WHAT THE TASK REQUIRES: Could you rewrite the records below, replacing every "shaped like" with "written as" and leaving everything else unchanged?

[Collected data entries]
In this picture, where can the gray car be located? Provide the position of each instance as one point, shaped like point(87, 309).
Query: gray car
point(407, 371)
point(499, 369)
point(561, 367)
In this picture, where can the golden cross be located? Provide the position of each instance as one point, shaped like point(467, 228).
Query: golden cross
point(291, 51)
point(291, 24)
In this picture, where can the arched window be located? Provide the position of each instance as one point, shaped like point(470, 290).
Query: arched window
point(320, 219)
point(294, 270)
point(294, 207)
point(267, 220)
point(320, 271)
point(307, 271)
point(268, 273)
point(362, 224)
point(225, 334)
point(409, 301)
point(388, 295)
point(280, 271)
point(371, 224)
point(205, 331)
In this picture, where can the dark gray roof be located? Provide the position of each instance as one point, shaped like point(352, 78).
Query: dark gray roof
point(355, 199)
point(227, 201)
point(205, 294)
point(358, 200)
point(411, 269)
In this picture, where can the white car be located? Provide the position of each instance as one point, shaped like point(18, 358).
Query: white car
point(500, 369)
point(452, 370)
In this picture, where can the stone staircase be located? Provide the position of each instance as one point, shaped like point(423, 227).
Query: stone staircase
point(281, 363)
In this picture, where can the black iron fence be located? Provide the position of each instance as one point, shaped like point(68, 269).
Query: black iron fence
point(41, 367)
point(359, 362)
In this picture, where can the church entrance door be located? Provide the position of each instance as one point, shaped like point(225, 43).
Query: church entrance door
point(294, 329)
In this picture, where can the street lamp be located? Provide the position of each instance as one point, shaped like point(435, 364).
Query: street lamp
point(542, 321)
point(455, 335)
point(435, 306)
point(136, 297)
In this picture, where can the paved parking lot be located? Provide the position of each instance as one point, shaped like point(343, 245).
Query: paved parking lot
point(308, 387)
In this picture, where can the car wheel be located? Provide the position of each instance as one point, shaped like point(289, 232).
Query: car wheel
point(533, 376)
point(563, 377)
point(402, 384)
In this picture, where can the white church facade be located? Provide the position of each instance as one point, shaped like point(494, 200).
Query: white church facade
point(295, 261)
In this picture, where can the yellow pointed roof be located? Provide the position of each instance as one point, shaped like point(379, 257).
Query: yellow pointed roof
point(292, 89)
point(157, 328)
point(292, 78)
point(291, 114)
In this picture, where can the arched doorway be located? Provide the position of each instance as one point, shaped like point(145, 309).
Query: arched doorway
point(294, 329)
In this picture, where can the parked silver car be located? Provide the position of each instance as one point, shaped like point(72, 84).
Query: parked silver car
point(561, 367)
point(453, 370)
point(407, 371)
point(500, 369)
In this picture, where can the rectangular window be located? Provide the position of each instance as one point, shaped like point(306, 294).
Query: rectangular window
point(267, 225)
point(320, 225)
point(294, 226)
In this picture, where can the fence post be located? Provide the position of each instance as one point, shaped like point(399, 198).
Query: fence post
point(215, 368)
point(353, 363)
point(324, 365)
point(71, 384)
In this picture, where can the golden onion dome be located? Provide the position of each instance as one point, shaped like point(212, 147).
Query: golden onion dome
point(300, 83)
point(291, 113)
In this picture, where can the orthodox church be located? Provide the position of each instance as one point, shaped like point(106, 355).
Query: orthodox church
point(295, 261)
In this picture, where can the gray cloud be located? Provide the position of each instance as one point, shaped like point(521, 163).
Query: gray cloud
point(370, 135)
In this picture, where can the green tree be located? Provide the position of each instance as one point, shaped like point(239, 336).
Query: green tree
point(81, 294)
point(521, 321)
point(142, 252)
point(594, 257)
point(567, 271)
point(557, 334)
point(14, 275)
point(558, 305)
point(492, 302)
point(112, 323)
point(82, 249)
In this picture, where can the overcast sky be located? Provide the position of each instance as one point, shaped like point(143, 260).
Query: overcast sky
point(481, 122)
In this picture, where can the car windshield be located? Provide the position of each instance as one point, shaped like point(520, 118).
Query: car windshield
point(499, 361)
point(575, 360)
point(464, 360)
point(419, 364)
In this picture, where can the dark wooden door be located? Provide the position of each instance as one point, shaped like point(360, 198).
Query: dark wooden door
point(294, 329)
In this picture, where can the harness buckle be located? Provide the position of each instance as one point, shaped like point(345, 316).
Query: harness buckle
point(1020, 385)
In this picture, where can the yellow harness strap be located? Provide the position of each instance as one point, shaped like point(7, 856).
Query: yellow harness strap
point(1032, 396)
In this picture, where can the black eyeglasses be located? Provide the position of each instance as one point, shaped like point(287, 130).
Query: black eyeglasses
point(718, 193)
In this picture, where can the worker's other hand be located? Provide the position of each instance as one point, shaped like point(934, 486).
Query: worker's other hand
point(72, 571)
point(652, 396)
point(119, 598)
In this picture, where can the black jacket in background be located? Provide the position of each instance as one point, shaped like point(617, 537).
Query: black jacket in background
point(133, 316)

COMPLETE RESPONSE:
In this picture, where can the gray car be located? Provide the position of each instance as one point, written as point(87, 309).
Query: gray car
point(407, 371)
point(499, 369)
point(561, 367)
In this picture, where can the golden cross be located? Provide the position of each instance as one point, written as point(467, 228).
Query: golden cross
point(291, 51)
point(291, 24)
In this picture, where can the arched window be located? Provide the position of each instance as one point, written as point(470, 290).
Query: arched window
point(320, 219)
point(294, 270)
point(294, 207)
point(267, 220)
point(320, 271)
point(307, 271)
point(268, 273)
point(362, 224)
point(225, 334)
point(409, 301)
point(388, 295)
point(280, 271)
point(371, 224)
point(205, 331)
In this picture, where can the dark gray roof be located? Provide the position of each instance as one point, written as point(352, 78).
Query: dark gray roof
point(355, 199)
point(227, 201)
point(205, 294)
point(358, 200)
point(411, 269)
In this picture, where can the white car be located? Provide the position of each instance as one point, written as point(18, 358).
Query: white car
point(500, 369)
point(452, 370)
In this picture, where can the stone staircase be located? Provide the position of each instance as one point, written as point(423, 227).
Query: stone staircase
point(281, 363)
In this picture, where can the black iron fence be located? Provide the position of each instance as one point, written as point(68, 269).
Query: black iron fence
point(41, 367)
point(359, 362)
In this picture, where can the church entrance door be located? Provide the position of each instance as one point, written as point(225, 43).
Query: church entrance door
point(294, 329)
In this picture, where can the street lamp be located? Provide the position of each instance as one point, written as point(435, 364).
Query: street lamp
point(542, 321)
point(455, 335)
point(435, 306)
point(136, 297)
In this picture, where can the paved parking lot be located? Provide the position of each instance as one point, written as point(343, 245).
Query: paved parking lot
point(308, 387)
In this picture, where can the car wheel be located? Provide the position of each instance as one point, written as point(289, 232).
Query: car wheel
point(533, 376)
point(563, 377)
point(402, 384)
In this picture, where can the white church facade be located? Provide the position of each instance as one point, written as point(494, 200).
Query: white church facade
point(295, 261)
In this picture, where can the yellow pointed roof be located? Provide the position of each instance as one point, written as point(379, 257).
Query: yellow pointed roof
point(292, 89)
point(157, 328)
point(292, 78)
point(291, 114)
In this picture, where can the arched doorway be located? Provide the position of each instance as one point, written as point(145, 309).
Query: arched doorway
point(294, 329)
In this picture, where can the parked silver car be located? Provide the position of each instance as one point, written as point(72, 84).
Query: parked silver car
point(561, 367)
point(453, 370)
point(407, 371)
point(500, 369)
In this picture, where can the rectangular window be located? Provide the position of each instance as one point, written as point(306, 294).
Query: rectangular window
point(267, 225)
point(320, 225)
point(294, 226)
In this picture, where can the fence post be located? Provide the position of each instance as one point, written as point(399, 198).
Query: fence post
point(215, 368)
point(353, 363)
point(324, 365)
point(71, 384)
In this picture, where can the golden onion dome be located? Provide the position of each instance as one point, written as point(212, 147).
Query: golden onion dome
point(300, 83)
point(291, 113)
In this picture, where can the orthodox church be located? Provide the position of each instance as one point, written as point(106, 355).
Query: orthodox church
point(295, 261)
In this picture, where can the gray cloud be located? Provide the position of each instance as one point, written as point(521, 163).
Query: gray cloud
point(370, 135)
In this picture, where can the green tree be located? Provide the position of each instance as one point, written as point(239, 336).
Query: green tree
point(81, 294)
point(521, 321)
point(142, 252)
point(594, 257)
point(567, 271)
point(557, 334)
point(14, 275)
point(558, 305)
point(492, 302)
point(112, 323)
point(82, 249)
In this picture, where can the overcast sky be located? Provide the position of each instance as one point, written as point(143, 260).
Query: overcast sky
point(481, 122)
In this picture, where can the car windshield be located? Provide the position of each instance as one point, written as point(520, 118).
Query: car windshield
point(499, 361)
point(575, 360)
point(464, 360)
point(419, 364)
In this picture, where can the dark wooden door be located? Provide the position of each instance as one point, written as point(360, 198).
Query: dark wooden door
point(294, 329)
In this picture, where can the harness buckle be located? Provide the position of each instance as one point, written as point(345, 316).
Query: harness buckle
point(1020, 385)
In this picture, where can the yellow harness strap be located? Provide the position of each instance as one point, written as point(7, 856).
Query: yellow harness strap
point(1032, 396)
In this picture, where can the black eyeglasses be located? Provide the position of each instance as one point, written as point(287, 130).
Query: black eyeglasses
point(718, 193)
In this picture, where can the worker's other hand be located? Provide the position of each instance as one point, written as point(934, 486).
Query: worker's other hand
point(72, 571)
point(652, 396)
point(119, 598)
In this picture, where can the black jacket in background be located? Provide the position of each instance as one point, written as point(617, 537).
Query: black jacket in background
point(133, 316)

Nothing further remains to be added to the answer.